»»
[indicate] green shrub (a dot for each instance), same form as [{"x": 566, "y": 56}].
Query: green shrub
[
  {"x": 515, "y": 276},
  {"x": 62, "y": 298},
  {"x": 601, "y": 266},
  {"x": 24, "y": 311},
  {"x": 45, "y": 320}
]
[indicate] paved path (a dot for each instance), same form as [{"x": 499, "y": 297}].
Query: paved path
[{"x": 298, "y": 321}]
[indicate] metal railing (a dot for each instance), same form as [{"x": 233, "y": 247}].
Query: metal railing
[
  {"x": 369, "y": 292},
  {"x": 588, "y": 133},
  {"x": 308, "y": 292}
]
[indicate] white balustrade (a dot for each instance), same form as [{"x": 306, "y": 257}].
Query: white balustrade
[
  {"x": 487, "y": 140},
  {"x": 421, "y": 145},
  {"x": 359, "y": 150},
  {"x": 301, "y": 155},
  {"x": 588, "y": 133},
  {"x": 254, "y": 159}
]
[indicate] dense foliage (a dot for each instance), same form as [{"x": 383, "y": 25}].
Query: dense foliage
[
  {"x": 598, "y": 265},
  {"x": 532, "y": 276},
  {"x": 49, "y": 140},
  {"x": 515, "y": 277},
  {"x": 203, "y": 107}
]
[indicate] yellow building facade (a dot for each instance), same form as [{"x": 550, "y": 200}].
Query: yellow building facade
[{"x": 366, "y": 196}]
««
»»
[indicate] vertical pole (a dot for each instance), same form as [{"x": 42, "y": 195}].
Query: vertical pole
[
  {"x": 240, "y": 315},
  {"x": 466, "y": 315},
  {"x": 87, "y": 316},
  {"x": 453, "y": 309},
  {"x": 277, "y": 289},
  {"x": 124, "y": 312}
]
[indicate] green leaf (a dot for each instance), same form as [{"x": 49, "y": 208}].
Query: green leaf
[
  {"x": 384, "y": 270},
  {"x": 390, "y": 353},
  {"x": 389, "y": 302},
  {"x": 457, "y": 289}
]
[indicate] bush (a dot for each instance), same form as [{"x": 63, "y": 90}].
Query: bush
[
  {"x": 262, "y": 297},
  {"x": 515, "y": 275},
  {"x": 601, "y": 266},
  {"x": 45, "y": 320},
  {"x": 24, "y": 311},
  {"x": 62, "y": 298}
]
««
»»
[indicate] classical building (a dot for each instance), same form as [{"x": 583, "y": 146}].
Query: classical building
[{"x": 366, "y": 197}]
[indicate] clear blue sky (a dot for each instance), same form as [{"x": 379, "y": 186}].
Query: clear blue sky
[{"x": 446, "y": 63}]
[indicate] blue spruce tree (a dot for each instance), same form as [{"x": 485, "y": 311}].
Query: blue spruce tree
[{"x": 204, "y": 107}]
««
- _WHAT IS REQUIRED_: Collect every line above that contains the word "white", treating uppercase and lowercase letters as distinct.

- _EXERCISE OUTPUT_:
[indicate] white balustrade (a dot for each instance), same form as [{"x": 306, "y": 257}].
Query: white balustrade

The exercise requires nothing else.